▸ **Список пунктов**
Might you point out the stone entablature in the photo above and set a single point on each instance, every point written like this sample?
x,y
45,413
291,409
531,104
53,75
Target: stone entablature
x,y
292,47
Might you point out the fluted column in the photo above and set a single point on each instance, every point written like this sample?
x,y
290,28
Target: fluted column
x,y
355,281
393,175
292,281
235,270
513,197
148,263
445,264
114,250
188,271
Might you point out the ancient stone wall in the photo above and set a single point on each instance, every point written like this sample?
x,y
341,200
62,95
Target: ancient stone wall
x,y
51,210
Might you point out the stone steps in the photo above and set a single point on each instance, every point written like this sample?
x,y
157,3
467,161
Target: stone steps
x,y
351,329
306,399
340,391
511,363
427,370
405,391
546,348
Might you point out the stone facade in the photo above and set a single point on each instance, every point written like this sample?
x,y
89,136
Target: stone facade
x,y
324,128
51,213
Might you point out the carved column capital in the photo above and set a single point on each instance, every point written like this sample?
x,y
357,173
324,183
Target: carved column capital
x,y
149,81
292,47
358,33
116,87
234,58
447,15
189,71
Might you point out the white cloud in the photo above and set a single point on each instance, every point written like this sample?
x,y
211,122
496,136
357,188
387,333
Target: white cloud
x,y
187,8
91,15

...

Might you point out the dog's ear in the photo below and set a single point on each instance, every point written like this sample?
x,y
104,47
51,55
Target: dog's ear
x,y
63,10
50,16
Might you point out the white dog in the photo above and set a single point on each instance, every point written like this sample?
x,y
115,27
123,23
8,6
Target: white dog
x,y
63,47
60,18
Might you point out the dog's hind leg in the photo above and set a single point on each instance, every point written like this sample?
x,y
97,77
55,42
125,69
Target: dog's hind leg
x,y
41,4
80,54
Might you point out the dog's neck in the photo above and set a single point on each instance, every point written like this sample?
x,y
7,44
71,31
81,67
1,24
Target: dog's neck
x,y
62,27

▸ **Что требуется**
Найдите в пунктах выше все строки со словом «facade» и перепишите их. Регистр букв имеет значение.

▸ **Результат**
Might you point out the stone facade in the photo above and set a single point on each instance, every point written like this sample?
Target: stone facade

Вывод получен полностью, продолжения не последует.